Saved entries:
*** Block opens ***

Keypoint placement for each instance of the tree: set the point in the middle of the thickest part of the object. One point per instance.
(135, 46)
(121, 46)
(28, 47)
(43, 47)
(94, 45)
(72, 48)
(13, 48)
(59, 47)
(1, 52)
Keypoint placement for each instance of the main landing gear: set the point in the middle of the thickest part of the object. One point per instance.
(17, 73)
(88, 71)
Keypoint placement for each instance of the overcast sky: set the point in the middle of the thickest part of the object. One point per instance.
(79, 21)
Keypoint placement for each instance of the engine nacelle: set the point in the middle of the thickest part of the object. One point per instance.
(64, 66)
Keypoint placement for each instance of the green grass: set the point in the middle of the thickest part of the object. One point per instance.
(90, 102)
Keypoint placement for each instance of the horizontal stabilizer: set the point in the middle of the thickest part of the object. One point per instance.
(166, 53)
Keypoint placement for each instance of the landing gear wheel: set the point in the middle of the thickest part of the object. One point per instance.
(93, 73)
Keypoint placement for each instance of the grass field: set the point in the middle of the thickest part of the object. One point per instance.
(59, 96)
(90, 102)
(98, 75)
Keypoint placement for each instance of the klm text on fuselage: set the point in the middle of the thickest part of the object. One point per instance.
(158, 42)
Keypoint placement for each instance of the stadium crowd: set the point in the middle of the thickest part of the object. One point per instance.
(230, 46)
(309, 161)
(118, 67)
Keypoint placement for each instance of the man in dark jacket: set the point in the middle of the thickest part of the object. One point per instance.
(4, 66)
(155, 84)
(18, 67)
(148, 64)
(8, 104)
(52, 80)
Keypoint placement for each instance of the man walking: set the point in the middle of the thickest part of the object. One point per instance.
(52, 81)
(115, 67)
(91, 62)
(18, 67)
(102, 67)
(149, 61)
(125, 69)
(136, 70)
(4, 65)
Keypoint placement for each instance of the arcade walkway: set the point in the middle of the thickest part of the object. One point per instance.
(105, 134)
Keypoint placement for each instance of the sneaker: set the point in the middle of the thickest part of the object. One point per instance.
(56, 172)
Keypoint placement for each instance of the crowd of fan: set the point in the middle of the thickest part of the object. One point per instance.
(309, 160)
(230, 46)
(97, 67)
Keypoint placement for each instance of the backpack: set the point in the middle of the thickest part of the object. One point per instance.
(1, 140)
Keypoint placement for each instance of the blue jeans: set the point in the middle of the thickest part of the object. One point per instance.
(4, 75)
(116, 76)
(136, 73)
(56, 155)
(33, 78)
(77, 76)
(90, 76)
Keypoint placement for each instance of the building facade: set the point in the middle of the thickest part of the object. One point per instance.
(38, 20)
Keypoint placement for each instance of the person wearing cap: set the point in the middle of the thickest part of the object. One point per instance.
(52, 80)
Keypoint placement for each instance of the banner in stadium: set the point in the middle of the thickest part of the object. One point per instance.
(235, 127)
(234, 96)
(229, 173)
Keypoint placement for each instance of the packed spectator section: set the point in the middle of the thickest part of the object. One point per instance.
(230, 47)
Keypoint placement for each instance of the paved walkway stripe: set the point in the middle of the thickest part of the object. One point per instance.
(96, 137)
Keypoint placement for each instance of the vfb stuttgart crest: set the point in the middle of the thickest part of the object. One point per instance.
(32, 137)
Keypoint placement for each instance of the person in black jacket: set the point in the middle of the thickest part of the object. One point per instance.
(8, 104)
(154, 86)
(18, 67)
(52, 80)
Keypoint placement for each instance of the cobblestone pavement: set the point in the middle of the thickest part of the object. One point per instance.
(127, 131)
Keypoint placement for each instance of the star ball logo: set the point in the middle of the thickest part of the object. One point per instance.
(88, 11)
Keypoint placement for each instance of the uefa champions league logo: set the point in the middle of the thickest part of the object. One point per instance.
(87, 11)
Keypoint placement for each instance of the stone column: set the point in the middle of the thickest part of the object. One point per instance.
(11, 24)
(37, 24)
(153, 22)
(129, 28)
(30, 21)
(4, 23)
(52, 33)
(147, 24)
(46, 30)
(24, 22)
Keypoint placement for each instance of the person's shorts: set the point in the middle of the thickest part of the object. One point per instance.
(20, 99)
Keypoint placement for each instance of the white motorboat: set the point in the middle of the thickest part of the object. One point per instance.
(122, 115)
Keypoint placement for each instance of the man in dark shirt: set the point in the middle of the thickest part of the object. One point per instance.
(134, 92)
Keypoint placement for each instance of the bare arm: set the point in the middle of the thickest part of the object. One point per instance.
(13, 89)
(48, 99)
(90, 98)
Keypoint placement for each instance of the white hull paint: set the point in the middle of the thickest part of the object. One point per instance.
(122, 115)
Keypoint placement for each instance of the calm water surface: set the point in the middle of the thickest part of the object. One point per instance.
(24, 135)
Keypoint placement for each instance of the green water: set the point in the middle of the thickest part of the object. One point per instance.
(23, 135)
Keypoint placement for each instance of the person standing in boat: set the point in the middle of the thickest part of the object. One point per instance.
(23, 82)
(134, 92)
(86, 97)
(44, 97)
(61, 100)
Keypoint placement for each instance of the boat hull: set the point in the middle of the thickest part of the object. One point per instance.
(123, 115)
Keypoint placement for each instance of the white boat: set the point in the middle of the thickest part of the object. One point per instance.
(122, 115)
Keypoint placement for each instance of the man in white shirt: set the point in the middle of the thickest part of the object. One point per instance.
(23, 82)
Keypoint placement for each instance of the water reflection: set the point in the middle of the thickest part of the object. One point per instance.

*** Block closes ***

* [Your instructions]: In the entries above, take the line containing "dark shirt: set" and each later line through the last, and repeat them exactly. Output nothing else.

* [Task answer]:
Keypoint placement for each instance of the man in dark shirt: set the point in the middle of the thickest part of the object. One point per instance.
(134, 92)
Keypoint placement for each instance of the bare arm: set the point in the middle of the thickest part of the object. One point per instance.
(13, 89)
(48, 99)
(90, 98)
Keypoint placement for each instance of the white hull paint: set the point in the middle of the thickest part of the object. One point per instance.
(122, 115)
Keypoint placement for each instance of the calm water surface: set the point in the middle of the thickest part of the object. One point per instance.
(24, 135)
Keypoint placement for each instance of the green water: set the point in the middle of the thickest part of the object. One point per instance.
(23, 135)
Keypoint placement for each instance of the person standing in boat: set the point in the middle of the thickest part of the object. One point per instance.
(23, 82)
(134, 92)
(86, 97)
(44, 97)
(61, 100)
Keypoint placement for each instance of the boat hull: set the point in the middle of the thickest part of the object. One point per instance.
(123, 115)
Keypoint placement for each instance of the white boat: set the point in the middle of the thickest part of the object. One point per instance.
(122, 115)
Keypoint placement for each instance of the man in white shirt: set the point in the middle of the thickest part of the object. One point per instance.
(23, 82)
Keypoint placement for each instance of the water reflection: set the point in the middle of the thickest part of the object. One point per instance.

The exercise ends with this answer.